ФРАГМЕНТ ТЕКСТА:
++++

В поэзии, особенно лирической, где доминирует монологизм, возможность апарта кажется проблематичной. Однако именно в силу своей условности и направленности к «третьему» участнику коммуникации (в бахтинском понимании – к сверхадресату) апарт обнаруживает глубокое родство с молитвенной, исповедальной и медитативной поэзией, где высказывание всегда обращено за пределы непосредственного контекста. Но выявление апарта вне театра требует особой психологии искусства, которую мы и разрабатываем с опорой на материалистически прочитанного Бахтина. Оказывается, что то измерение полифонии, которое связано с апартом, относится прежде всего к интерактивному роману [Марков, 2025] Н.Г. Чернышевского, с его выявленными Маргаритой Вайсман драматическими механизмами перевода конфликтов из общей плоскости в частную [Вайсман, 2011].
Предлагаемое исследование ставит целью проследить эволюцию апарта от его явных драматургических форм к его имплицитному функционированию в структуре поэтического и нарративного текста в контексте постдраматического театра [Леман, 2013]. Мы покажем впервые специфический чернышевский комплекс Бахтина и его преломление, например, в традиции Венедикта Ерофеева. Удивительна неразработанность темы Бахтин и Чернышевский, несмотря на намек А.В. Луначарского на ее перспективность [Луначарский, 1929, с. 200]. Через анализ творчества в том числе наших современников О. Седаковой, Л. Петрушевской и А. Сальникова мы намерены показать, что апарт является не просто стилистическим приемом, но ключевым инструментом для раскрытия фундаментального свойства человеческого сознания: его экзистенциальной незавершаемости и его тотальной зависимости от Другого – будь то конкретный собеседник, абстрактный читатель или высший гарант смысла.

++++

ИСХОДНЫЕ ЗАПИСИ:

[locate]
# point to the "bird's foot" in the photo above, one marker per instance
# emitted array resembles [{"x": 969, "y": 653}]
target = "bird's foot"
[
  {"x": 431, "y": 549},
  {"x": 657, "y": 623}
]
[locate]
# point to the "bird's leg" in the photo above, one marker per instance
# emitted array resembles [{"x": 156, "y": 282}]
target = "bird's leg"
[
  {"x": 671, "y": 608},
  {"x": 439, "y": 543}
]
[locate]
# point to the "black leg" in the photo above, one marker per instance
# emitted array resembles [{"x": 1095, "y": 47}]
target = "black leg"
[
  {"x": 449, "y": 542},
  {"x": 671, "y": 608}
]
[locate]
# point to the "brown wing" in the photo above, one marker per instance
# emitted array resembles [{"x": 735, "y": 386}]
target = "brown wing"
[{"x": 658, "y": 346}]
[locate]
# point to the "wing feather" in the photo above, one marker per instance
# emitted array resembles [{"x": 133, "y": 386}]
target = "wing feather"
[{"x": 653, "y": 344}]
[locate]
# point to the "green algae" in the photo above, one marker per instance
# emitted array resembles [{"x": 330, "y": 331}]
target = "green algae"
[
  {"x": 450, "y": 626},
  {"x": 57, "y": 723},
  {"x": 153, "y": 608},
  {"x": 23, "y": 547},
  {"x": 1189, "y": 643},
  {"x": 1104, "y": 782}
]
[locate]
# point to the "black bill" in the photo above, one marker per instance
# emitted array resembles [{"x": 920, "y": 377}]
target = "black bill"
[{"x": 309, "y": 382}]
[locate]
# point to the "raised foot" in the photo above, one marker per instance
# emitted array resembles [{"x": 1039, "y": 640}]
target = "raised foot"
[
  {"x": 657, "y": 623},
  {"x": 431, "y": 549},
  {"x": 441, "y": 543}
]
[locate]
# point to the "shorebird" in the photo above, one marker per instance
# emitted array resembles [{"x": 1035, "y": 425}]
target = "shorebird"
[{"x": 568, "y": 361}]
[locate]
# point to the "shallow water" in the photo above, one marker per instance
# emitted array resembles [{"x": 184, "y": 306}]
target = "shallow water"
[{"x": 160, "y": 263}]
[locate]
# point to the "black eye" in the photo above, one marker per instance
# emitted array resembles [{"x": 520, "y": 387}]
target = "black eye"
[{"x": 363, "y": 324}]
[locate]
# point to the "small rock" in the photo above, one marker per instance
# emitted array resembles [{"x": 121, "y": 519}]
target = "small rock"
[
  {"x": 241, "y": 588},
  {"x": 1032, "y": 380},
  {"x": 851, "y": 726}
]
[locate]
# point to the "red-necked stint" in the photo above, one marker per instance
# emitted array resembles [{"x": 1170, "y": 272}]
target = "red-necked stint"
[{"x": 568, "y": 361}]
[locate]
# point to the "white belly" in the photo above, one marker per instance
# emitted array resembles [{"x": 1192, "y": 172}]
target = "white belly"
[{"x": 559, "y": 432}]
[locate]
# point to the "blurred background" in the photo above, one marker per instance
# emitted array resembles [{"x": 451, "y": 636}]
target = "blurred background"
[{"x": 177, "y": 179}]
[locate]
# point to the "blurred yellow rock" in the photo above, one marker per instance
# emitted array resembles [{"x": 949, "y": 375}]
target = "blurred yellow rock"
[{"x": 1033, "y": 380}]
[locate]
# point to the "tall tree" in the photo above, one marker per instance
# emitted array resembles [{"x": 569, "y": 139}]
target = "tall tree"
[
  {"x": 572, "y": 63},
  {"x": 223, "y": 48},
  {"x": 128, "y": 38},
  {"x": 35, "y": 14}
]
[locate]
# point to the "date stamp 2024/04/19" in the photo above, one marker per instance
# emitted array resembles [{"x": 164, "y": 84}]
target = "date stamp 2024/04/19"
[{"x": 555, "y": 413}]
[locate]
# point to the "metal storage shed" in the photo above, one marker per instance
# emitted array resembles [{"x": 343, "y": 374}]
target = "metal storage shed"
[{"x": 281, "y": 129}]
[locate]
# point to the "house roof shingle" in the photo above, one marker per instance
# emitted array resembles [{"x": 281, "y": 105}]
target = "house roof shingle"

++++

ЗАДАНИЯ:
a) Определи, согласуются ли с фрагментом текста следующие утверждения: (i) на перспективность темы «Бахтин и Чернышевский» намекал А.В. Луначарский; (ii) драматические механизмы перевода конфликтов из общей плоскости в частную у Чернышевского выявил Венедикт Ерофеев; (iii) исследование ставит целью проследить эволюцию апарта от явных драматургических форм к имплицитному функционированию. Для каждого утверждения ответь «да» или «нет» и приведи решающие слова фрагмента точной цитатой.
b) Выпиши из записей каждую строку, в которой встречается слово «green».

ОТВЕТЫ К ЗАДАНИЯМ:
a)
(i) Да: «несмотря на намек А.В. Луначарского на ее перспективность».
(ii) Нет: «с его выявленными Маргаритой Вайсман драматическими механизмами перевода конфликтов из общей плоскости в частную».
(iii) Да: «ставит целью проследить эволюцию апарта от его явных драматургических форм к его имплицитному функционированию».

b)
# point to the "green algae" in the photo above, one marker per instance
target = "green algae"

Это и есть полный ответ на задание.